#### Document extract:
- Opening Delimiter -

When the Buffalo Bills take on the Indianapolis Colts on Sunday, they'll be using their third starting quarterback in just seven weeks. On Wednesday, the Bills announced that veteran quarterback Derek Anderson would be the starting quarterback against the Colts.
Anderson, 35, was signed by the Bills just eight days ago and has been cramming all through the week to get up to speed on the offense, but the Bills likely had no inclination that the veteran would be pressed into duty as soon as he is. Anderson will take the starting job from the injured Josh Allen, who was diagnosed with a sprained elbow and will miss at least the game against the Colts.
Head coach Sean McDermott reiterated on Wednesday that Allen is week-to-week, but also indicated after the latest test results that the rookie quarterback would not require surgery "at this point." McDermott then kept the door open on a potential Allen return to action this season, but would not commit to the notion when pressed for a definitive determination.

- Closing Delimiter -

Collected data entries
- Opening Delimiter -

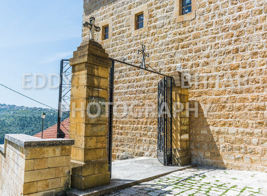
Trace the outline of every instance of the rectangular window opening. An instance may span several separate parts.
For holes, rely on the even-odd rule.
[[[136,30],[142,28],[144,27],[144,13],[136,14]]]
[[[192,0],[181,0],[182,1],[182,15],[192,12]]]
[[[107,40],[109,38],[109,26],[104,26],[103,28],[103,40]]]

- Closing Delimiter -

#### Assignment 1:
According to the Bills quarterback report, what injury was Josh Allen diagnosed with?
#### Assignment 2:
Pick up the Bills quarterback report from where it stops and extend it.

#### Expected output 1:
A sprained elbow.

#### Expected output 2:
Anderson gets the start over the embattled Nathan Peterman, who had yet another game unravel by the interceptions that he threw. Peterman will remain with the team, as the backup quarterback to Anderson against the Colts.
Joe B's Take
- Since the start of the new millennium, the Bills haven't exactly enjoyed the wealthiest history of quarterbacks, and the notion of Derek Anderson starting a game for the team less than two weeks after joining them ranks right near the top of the most bizarre we've seen.
That's right. The theatre of the absurd included a few go-to names here in the regular season:
Kelly Holcomb, Brian Brohm, Thad Lewis, Jeff Tuel, Kyle Orton, Matt Cassel (well, kind of), Nathan Peterman last year, and now... noted backup quarterback Derek Anderson, who spent months leading up to his signing with the Bills mostly spending time with his family.
Now, in the Bills' defense, they probably wanted to sign Anderson a bit sooner than they did, but for whatever reason, it didn't happen, and now the quarterback is in cramming mode. There can be no other evidence than practice on Wednesday, when instead of having the running backs, wide receivers, and tight ends warm up during individual drills as they mostly do, all the skill players got together with offensive coordinator Brian Daboll and went through specific plays to help get Anderson up to speed.
For an NFL practice, and for how the Bills have practiced all year, that is exceptionally abnormal -- but this is an unusual situation. A situation that they certainly didn't want to be in, but the decision to start Anderson was the right one.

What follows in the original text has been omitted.